__Brief A__
From the Andre Chiang interview below, quote everything from "He has worked" down to "them up easily.".

__Page__
** Begin **

From The Straits Times Archives: The Monday interview with Andre Chiang

Award-winning chef Andre Chiang of two-Michelin-starred at Restaurant Andre.
Award-winning chef Andre Chiang of two-Michelin-starred at Restaurant Andre. ST PHOTO: JONATHAN CHOO

He has worked with the world’s best chefs, and now, Andre Chiang is in the same league as them

This story was first published on Aug 23, 2010.

The logo for new restaurant Par Andre says a lot about the man behind it, Taiwan-born chef Andre Chiang.

What catches the eye first is the slash down the left side. It is not a smooth one and reflects the handwrought nature of his 30-seat eatery in Bukit Pasoh, set to open at the end of next month.

The flat plates, made by Chiang at the rate of five on a good day, have a groove on the side made with his thumb, so the servers can pick them up easily.

His artworks will also adorn the three- storey, standalone building that used to house the Majestic Bar.

The 34-year-old designed the kitchen too, with its luxe black enamel and stainless steel Molteni stove, custom- made in France. Overhead is a Halton ventilated ceiling from Finland, a very souped-up, whisper-quiet cooker hood.

The right side of the logo spells out the rest of his first name but parts of the letters are missing. Why?

A clue might well be found written in white ink on the black pages of the chef’s sketchbook. It is a quote from Antoine de Saint-Exupery, the French author of The Little Prince: What is essential is invisible to the eye.

In a world where chefs tweet and blog to attract buzz, and have to be equal parts artist and businessman, it takes chutzpah to hold back a little.

Chiang, soft-spoken outside the kitchen, is not known to be a talker. He thwarts a reporter’s attempts to get more details about his restaurant during an interview set up to, well, find out more about the new restaurant.

** End **

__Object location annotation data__
** Begin **

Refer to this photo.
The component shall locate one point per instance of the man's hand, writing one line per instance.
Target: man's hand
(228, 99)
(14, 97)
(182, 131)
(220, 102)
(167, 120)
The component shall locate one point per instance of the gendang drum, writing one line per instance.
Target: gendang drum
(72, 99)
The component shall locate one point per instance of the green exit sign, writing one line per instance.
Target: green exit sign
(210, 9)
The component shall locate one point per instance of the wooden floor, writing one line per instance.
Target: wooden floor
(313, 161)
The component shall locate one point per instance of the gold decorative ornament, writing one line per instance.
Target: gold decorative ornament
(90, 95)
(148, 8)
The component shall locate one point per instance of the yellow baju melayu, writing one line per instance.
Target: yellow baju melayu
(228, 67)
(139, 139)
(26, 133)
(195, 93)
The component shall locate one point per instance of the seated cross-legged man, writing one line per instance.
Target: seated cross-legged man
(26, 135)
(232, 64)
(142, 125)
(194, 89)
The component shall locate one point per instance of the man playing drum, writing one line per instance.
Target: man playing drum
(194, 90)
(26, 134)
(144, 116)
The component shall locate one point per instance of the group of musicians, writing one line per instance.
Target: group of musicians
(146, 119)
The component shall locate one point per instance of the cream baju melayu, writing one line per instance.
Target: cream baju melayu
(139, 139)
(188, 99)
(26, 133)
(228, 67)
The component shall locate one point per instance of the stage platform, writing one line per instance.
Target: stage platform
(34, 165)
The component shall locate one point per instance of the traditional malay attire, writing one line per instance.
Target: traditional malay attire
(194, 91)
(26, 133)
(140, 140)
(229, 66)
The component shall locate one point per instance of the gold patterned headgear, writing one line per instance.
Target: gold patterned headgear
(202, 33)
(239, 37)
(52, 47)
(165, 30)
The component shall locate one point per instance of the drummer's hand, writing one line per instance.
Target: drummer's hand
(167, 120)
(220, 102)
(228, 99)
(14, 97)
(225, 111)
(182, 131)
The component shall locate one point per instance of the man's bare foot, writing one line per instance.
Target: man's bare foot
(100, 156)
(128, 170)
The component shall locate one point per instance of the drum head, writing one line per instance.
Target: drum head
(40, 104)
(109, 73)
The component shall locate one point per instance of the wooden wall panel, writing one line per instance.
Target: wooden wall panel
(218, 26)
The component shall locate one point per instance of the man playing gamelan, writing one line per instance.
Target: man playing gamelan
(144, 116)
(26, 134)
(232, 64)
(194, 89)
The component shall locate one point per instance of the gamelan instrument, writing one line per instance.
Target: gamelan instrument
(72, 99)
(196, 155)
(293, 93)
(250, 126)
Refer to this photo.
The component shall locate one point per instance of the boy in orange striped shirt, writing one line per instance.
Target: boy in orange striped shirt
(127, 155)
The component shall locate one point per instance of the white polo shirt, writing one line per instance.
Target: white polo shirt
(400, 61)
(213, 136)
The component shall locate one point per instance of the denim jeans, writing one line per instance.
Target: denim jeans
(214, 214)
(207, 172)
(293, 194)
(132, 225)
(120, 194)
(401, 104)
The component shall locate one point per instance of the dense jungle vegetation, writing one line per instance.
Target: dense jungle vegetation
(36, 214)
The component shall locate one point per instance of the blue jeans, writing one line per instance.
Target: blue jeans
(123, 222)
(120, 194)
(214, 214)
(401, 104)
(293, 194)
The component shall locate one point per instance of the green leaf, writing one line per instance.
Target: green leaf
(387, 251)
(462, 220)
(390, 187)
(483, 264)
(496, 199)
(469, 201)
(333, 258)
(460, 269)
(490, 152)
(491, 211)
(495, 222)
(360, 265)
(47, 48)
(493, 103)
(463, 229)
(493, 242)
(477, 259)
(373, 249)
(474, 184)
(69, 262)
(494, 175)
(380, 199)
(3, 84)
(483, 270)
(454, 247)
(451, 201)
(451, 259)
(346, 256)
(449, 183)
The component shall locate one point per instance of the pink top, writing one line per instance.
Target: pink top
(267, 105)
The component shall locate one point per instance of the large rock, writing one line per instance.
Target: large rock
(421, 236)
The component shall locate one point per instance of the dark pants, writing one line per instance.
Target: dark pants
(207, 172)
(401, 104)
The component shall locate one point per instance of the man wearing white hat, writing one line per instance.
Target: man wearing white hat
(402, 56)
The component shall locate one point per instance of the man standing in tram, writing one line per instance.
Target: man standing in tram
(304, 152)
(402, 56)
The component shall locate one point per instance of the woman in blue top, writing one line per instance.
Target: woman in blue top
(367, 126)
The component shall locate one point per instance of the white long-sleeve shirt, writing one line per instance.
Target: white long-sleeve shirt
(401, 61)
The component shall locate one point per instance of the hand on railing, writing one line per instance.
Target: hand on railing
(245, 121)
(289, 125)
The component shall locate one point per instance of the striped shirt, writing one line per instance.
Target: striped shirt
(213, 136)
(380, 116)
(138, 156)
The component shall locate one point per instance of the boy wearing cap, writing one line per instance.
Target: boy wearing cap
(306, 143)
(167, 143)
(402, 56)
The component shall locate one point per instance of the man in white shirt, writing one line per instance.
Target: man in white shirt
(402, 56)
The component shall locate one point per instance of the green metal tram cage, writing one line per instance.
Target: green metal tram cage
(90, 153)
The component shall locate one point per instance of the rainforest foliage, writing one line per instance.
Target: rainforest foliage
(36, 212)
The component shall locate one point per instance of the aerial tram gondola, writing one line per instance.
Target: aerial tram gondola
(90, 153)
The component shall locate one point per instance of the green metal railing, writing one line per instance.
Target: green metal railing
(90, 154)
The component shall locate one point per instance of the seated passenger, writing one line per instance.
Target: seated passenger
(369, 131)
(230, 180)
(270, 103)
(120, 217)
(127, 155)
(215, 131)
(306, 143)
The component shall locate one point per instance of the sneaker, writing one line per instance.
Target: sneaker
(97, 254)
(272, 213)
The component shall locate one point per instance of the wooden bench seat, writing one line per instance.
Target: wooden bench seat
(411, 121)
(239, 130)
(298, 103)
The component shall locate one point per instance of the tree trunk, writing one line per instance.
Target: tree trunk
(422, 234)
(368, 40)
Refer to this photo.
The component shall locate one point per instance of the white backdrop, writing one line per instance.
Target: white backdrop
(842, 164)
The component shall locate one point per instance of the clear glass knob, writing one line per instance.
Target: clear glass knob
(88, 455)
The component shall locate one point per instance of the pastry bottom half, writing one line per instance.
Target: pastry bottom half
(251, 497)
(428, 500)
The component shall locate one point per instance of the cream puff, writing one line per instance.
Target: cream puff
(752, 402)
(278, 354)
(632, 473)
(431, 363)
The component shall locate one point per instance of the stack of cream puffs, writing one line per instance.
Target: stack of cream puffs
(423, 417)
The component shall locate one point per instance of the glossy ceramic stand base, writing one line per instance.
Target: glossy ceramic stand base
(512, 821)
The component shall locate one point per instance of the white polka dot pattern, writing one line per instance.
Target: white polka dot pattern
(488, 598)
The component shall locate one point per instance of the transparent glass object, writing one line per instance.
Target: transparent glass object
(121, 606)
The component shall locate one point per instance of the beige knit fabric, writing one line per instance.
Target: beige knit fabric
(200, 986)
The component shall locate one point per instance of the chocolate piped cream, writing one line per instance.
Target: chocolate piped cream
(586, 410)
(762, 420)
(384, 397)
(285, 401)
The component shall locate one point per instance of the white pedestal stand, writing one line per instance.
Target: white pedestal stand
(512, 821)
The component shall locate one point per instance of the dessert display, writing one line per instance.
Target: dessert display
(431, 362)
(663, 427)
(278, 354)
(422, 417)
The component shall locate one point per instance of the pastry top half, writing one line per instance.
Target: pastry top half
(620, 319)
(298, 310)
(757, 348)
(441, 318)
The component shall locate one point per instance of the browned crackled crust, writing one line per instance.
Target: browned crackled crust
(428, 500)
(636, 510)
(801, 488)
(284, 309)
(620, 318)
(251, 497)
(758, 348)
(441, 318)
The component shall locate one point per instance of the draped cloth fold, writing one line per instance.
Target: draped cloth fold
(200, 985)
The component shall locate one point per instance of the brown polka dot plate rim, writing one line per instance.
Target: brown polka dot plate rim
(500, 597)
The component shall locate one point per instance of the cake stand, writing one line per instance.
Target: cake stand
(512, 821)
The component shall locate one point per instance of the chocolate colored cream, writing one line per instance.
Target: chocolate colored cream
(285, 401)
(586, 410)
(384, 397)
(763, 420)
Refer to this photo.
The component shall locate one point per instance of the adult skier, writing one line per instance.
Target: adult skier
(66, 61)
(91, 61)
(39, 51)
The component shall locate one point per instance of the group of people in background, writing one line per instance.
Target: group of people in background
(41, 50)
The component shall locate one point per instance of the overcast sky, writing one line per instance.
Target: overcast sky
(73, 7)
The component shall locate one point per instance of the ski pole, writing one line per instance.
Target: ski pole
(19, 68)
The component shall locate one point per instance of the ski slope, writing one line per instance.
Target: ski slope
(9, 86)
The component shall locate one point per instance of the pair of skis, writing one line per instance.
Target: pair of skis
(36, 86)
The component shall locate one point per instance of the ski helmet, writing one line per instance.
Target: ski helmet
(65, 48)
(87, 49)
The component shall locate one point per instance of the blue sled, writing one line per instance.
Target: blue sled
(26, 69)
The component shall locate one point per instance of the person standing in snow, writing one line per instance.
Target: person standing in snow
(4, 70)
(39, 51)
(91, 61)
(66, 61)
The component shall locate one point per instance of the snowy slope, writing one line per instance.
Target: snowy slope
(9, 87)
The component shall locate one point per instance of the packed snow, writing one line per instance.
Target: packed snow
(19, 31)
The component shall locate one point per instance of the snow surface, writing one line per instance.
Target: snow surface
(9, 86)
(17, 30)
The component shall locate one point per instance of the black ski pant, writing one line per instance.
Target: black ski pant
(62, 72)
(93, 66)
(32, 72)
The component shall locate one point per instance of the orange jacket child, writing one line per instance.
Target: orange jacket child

** End **

__Brief B__
Extract each line of the entries above that contains the string "rainforest", matching case exactly.

__Final result A__
He has worked with the world’s best chefs, and now, Andre Chiang is in the same league as them

This story was first published on Aug 23, 2010.

The logo for new restaurant Par Andre says a lot about the man behind it, Taiwan-born chef Andre Chiang.

What catches the eye first is the slash down the left side. It is not a smooth one and reflects the handwrought nature of his 30-seat eatery in Bukit Pasoh, set to open at the end of next month.

The flat plates, made by Chiang at the rate of five on a good day, have a groove on the side made with his thumb, so the servers can pick them up easily.

__Final result B__
The component shall locate one point per instance of the rainforest foliage, writing one line per instance.
Target: rainforest foliage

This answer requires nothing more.